**** Dataset rows ****

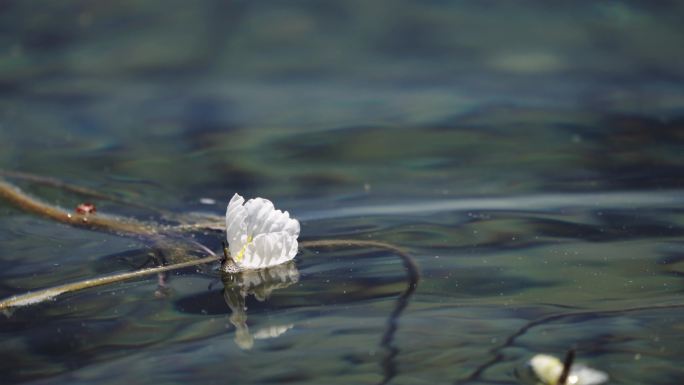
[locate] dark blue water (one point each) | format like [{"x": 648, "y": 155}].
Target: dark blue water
[{"x": 528, "y": 157}]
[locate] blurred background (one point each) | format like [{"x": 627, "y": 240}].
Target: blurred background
[
  {"x": 303, "y": 98},
  {"x": 354, "y": 116}
]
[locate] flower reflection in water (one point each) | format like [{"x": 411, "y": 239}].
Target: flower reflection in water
[{"x": 259, "y": 283}]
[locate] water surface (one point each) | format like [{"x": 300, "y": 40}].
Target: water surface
[{"x": 529, "y": 158}]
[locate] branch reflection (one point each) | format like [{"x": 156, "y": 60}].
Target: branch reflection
[{"x": 259, "y": 283}]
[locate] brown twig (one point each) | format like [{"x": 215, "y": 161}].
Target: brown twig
[
  {"x": 389, "y": 365},
  {"x": 102, "y": 222},
  {"x": 39, "y": 296}
]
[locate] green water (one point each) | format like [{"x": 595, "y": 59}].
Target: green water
[{"x": 529, "y": 157}]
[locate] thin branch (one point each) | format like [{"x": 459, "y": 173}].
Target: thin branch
[
  {"x": 510, "y": 340},
  {"x": 389, "y": 365},
  {"x": 47, "y": 294},
  {"x": 102, "y": 222}
]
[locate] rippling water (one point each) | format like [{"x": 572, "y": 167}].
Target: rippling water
[{"x": 529, "y": 159}]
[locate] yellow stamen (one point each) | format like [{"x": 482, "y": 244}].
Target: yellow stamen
[{"x": 241, "y": 254}]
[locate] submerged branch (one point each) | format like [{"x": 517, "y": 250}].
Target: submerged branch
[
  {"x": 510, "y": 340},
  {"x": 101, "y": 222},
  {"x": 39, "y": 296},
  {"x": 389, "y": 365}
]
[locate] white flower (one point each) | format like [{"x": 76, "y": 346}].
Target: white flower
[
  {"x": 548, "y": 370},
  {"x": 258, "y": 235}
]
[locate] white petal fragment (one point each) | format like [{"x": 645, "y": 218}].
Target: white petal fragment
[
  {"x": 549, "y": 368},
  {"x": 258, "y": 235}
]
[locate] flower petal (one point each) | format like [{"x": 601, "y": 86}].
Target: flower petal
[
  {"x": 263, "y": 218},
  {"x": 270, "y": 249},
  {"x": 236, "y": 225}
]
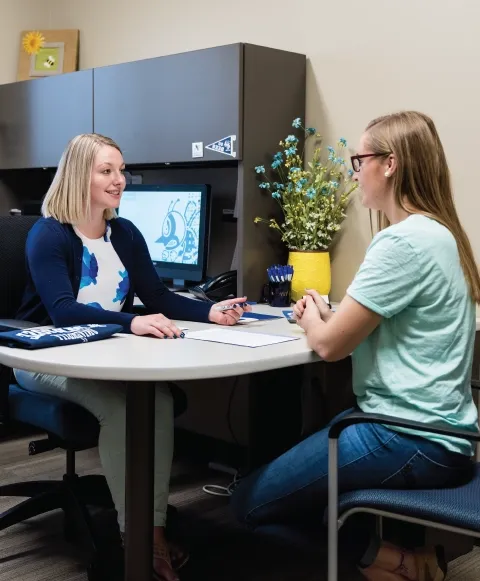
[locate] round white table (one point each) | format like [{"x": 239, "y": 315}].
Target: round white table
[{"x": 141, "y": 361}]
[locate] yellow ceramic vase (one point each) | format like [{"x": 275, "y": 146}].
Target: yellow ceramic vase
[{"x": 311, "y": 269}]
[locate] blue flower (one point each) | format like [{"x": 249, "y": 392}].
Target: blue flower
[
  {"x": 89, "y": 268},
  {"x": 123, "y": 287}
]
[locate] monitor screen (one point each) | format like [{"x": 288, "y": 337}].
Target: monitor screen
[{"x": 174, "y": 221}]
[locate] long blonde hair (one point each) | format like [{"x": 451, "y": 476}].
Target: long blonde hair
[
  {"x": 422, "y": 180},
  {"x": 68, "y": 198}
]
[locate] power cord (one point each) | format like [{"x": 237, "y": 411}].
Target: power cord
[{"x": 217, "y": 489}]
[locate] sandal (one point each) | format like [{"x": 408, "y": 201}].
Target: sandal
[
  {"x": 431, "y": 564},
  {"x": 178, "y": 556},
  {"x": 162, "y": 554}
]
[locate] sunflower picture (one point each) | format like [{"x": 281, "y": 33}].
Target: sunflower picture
[
  {"x": 32, "y": 42},
  {"x": 46, "y": 53}
]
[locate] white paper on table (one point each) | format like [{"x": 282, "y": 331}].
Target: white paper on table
[{"x": 241, "y": 338}]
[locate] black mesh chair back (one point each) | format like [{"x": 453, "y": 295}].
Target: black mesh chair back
[{"x": 13, "y": 236}]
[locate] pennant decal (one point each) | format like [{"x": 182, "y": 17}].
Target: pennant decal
[{"x": 225, "y": 145}]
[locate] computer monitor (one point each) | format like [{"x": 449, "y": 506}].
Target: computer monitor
[{"x": 175, "y": 221}]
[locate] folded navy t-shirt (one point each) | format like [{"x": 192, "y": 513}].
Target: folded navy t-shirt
[{"x": 38, "y": 337}]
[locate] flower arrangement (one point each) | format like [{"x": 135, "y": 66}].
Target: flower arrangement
[
  {"x": 32, "y": 42},
  {"x": 313, "y": 200}
]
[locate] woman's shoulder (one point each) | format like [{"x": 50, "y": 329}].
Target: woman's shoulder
[
  {"x": 124, "y": 226},
  {"x": 45, "y": 227}
]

****

■ What is required: Restate the data above word for word. Skip every picture.

■ Response to this task:
[locate] dark blue water (one point each) | format like [{"x": 648, "y": 155}].
Target: dark blue water
[{"x": 528, "y": 157}]
[locate] blurred background (one point each) | format like [{"x": 627, "y": 240}].
Target: blurred background
[
  {"x": 303, "y": 98},
  {"x": 354, "y": 116}
]
[locate] flower reflection in water (one point each) | format like [{"x": 411, "y": 239}].
Target: flower reflection in water
[{"x": 259, "y": 283}]
[locate] water surface (one point each) | format like [{"x": 300, "y": 40}].
Target: water surface
[{"x": 529, "y": 158}]
[locate] branch reflection (one point each) | format like [{"x": 156, "y": 60}].
Target: branch reflection
[{"x": 259, "y": 283}]
[locate] brown twig (one point each) | format like [{"x": 215, "y": 161}].
Target: brown twig
[
  {"x": 389, "y": 365},
  {"x": 102, "y": 222},
  {"x": 39, "y": 296}
]
[locate] green water (one point each) | format like [{"x": 595, "y": 59}].
Target: green water
[{"x": 529, "y": 157}]
[locate] thin branch (one point each) | format like [{"x": 459, "y": 173}].
Target: thin branch
[
  {"x": 510, "y": 340},
  {"x": 389, "y": 365},
  {"x": 47, "y": 294},
  {"x": 102, "y": 222}
]
[locate] rippling water (one point each) | format like [{"x": 572, "y": 167}].
Target: rippling water
[{"x": 529, "y": 159}]
[locate] yellow stamen (one point each) | format like [{"x": 482, "y": 244}].
Target: yellow stamen
[{"x": 241, "y": 254}]
[locate] submerged branch (one point each) | format like [{"x": 517, "y": 250}].
Target: submerged branch
[
  {"x": 510, "y": 340},
  {"x": 101, "y": 222},
  {"x": 39, "y": 296},
  {"x": 389, "y": 365}
]
[locate] white flower (one point each) | format like [{"x": 76, "y": 346}].
Target: white flower
[
  {"x": 548, "y": 370},
  {"x": 258, "y": 235}
]
[locate] white petal fragment (one point each) | format like [{"x": 645, "y": 218}].
Target: white petal fragment
[
  {"x": 549, "y": 368},
  {"x": 258, "y": 235}
]
[locate] flower petal (one point each) | format like [{"x": 601, "y": 86}].
Target: flower petal
[
  {"x": 263, "y": 218},
  {"x": 270, "y": 249},
  {"x": 236, "y": 225}
]
[locate] round white table (one point each) | format like [{"x": 239, "y": 315}].
Target: round white table
[{"x": 141, "y": 361}]
[locate] yellow ceramic vase (one point each) | format like [{"x": 275, "y": 146}].
Target: yellow ceramic vase
[{"x": 311, "y": 269}]
[locate] blue flower (one point each) | format like [{"x": 249, "y": 392}].
Target: blue flower
[
  {"x": 89, "y": 268},
  {"x": 123, "y": 287}
]
[locate] monitor screen (one point each) | format like [{"x": 288, "y": 337}].
Target: monitor screen
[{"x": 174, "y": 221}]
[locate] long blonde hair (one point each) | format like [{"x": 451, "y": 476}].
Target: long blonde hair
[
  {"x": 422, "y": 180},
  {"x": 68, "y": 198}
]
[locate] power cord (one point each) | format like [{"x": 237, "y": 411}].
Target: power cord
[{"x": 217, "y": 489}]
[locate] sandal (one point each) | format like [{"x": 408, "y": 201}].
Target: sandal
[
  {"x": 431, "y": 564},
  {"x": 178, "y": 556},
  {"x": 162, "y": 554}
]
[locate] sunflower picture (one point each) | format like [{"x": 281, "y": 33}].
Target: sunflower picture
[
  {"x": 32, "y": 42},
  {"x": 46, "y": 53}
]
[locate] white paper on table (one point each) | format like [{"x": 282, "y": 331}].
Target: white paper on table
[{"x": 241, "y": 338}]
[locate] black mesh chair back (one point each) | format like [{"x": 453, "y": 295}].
Target: black mesh chair back
[{"x": 13, "y": 236}]
[locate] pennant decal (one point each) | format like [{"x": 182, "y": 17}].
Target: pennant decal
[{"x": 225, "y": 145}]
[locate] computer monitor (one point each) | format like [{"x": 449, "y": 506}].
Target: computer monitor
[{"x": 175, "y": 221}]
[locate] folded navy t-shirt (one point each) | format like [{"x": 192, "y": 513}].
Target: folded navy t-shirt
[{"x": 38, "y": 337}]
[locate] flower arrangement (one point each) | format like [{"x": 135, "y": 66}].
Target: flower arrangement
[
  {"x": 32, "y": 42},
  {"x": 313, "y": 200}
]
[locate] woman's shoulder (one point each) | format like [{"x": 50, "y": 329}].
Target: woman's shoulder
[
  {"x": 124, "y": 226},
  {"x": 45, "y": 227}
]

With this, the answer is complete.